— Begin —

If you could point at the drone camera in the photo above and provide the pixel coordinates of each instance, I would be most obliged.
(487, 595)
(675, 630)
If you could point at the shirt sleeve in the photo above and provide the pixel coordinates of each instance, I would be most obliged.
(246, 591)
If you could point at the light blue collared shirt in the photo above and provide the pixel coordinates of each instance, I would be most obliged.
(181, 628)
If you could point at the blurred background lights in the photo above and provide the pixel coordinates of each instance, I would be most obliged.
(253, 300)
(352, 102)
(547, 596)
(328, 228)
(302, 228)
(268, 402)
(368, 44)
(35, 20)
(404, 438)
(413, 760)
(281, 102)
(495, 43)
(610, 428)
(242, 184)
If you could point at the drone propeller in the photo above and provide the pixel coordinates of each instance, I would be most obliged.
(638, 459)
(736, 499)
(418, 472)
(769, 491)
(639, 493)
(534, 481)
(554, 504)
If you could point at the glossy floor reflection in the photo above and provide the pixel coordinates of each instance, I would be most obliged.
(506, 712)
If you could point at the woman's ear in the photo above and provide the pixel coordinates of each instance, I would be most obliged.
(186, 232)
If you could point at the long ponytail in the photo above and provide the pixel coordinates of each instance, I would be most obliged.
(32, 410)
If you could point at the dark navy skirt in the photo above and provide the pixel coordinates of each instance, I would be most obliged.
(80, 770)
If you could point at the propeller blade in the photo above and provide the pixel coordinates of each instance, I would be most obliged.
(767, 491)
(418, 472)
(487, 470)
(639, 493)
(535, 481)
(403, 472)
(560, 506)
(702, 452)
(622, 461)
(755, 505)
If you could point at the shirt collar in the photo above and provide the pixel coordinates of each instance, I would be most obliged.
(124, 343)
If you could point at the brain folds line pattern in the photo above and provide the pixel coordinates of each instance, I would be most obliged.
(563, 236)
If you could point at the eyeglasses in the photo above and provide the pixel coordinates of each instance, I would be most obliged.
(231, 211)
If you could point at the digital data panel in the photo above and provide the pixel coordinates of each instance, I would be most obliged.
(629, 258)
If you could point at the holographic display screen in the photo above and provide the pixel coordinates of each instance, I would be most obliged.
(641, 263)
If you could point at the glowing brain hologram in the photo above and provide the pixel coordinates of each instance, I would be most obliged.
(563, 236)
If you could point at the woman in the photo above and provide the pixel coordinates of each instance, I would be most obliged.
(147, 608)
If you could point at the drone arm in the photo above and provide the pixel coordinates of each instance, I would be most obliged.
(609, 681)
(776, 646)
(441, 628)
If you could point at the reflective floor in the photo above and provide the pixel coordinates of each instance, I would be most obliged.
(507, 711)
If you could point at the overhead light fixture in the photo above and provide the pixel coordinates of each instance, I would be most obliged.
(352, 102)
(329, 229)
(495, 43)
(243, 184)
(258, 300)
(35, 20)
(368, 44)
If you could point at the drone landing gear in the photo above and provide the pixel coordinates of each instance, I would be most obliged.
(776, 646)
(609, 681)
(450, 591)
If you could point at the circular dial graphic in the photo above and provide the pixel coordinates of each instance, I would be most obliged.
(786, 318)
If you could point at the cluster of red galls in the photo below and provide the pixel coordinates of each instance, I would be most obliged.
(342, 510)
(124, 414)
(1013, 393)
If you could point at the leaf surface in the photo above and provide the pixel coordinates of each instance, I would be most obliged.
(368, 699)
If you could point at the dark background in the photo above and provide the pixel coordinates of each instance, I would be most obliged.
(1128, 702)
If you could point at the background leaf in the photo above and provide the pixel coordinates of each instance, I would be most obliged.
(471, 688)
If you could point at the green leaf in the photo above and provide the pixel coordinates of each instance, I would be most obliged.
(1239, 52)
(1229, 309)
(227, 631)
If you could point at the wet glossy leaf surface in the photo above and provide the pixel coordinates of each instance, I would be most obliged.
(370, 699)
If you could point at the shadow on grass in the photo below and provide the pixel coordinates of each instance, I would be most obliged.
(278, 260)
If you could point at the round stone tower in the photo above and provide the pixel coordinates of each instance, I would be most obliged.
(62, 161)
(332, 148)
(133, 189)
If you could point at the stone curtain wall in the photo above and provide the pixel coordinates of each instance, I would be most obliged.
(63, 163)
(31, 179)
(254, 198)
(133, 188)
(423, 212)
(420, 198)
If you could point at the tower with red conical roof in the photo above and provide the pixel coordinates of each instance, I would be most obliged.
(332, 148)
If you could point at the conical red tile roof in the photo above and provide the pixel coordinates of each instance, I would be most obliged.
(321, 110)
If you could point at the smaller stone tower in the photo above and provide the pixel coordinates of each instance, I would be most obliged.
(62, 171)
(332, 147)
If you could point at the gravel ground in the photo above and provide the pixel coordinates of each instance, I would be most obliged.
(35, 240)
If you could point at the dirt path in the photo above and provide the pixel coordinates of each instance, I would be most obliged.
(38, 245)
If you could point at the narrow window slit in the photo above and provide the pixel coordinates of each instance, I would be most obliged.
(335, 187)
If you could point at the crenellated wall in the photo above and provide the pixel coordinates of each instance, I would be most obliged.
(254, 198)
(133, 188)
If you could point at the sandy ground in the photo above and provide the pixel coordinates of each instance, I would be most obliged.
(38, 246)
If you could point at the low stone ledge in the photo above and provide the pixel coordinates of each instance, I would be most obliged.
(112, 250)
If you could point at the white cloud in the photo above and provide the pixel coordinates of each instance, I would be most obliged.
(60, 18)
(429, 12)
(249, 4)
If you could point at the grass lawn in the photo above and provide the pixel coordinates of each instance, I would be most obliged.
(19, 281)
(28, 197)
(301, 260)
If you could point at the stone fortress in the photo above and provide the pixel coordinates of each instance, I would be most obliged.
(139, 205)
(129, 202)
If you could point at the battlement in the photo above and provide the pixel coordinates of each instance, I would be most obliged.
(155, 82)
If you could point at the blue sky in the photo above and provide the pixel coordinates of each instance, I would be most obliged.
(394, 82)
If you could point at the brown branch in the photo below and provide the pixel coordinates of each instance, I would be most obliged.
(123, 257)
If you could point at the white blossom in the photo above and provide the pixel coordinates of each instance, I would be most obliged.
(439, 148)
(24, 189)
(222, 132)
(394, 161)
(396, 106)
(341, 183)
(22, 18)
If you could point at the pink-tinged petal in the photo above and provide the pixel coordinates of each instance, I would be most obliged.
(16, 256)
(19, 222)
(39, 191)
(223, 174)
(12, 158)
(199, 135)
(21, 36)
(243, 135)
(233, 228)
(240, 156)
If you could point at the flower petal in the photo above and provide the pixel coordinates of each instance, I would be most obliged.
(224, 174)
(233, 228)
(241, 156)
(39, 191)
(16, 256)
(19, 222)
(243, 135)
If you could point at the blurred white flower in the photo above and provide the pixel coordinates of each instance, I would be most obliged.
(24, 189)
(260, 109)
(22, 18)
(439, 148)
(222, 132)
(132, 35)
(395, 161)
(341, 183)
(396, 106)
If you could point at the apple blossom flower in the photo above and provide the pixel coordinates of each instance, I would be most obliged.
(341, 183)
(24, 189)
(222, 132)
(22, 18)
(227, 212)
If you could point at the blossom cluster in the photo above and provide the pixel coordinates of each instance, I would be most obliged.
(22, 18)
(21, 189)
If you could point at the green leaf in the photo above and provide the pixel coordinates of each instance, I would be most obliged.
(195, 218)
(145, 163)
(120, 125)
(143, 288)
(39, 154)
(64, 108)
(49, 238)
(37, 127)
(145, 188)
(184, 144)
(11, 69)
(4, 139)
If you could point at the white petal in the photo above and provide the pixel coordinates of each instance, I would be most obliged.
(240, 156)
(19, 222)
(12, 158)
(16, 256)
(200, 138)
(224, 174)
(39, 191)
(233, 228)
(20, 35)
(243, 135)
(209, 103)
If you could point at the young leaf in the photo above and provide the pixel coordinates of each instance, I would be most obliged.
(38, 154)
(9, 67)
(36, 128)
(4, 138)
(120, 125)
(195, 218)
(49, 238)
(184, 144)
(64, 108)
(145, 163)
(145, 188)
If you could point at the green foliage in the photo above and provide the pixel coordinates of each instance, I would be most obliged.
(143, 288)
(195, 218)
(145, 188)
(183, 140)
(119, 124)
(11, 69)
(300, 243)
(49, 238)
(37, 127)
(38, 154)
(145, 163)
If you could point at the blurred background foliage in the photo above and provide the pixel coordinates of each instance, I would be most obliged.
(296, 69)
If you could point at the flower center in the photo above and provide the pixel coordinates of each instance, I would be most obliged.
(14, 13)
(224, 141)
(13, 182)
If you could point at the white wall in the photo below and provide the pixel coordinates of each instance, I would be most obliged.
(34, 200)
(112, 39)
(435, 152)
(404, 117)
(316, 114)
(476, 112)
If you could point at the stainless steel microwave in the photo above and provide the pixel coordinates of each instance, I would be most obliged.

— End —

§ Your instructions
From the line containing "If you could point at the flower center" through the final line of the listing above, retype every line exactly; leave out everything else.

§ The solution
If you could point at the flower center in the photo above and provide the pixel coordinates of each instance, I would be most obliged.
(14, 13)
(224, 141)
(13, 182)
If you could point at the white wall in the photo below and provide the pixel coordinates of each instance, I would be most obliged.
(34, 200)
(112, 39)
(435, 152)
(404, 117)
(316, 114)
(476, 112)
If you could point at the stainless steel microwave in the photo above and provide the pixel coordinates of each instance, I would be most obliged.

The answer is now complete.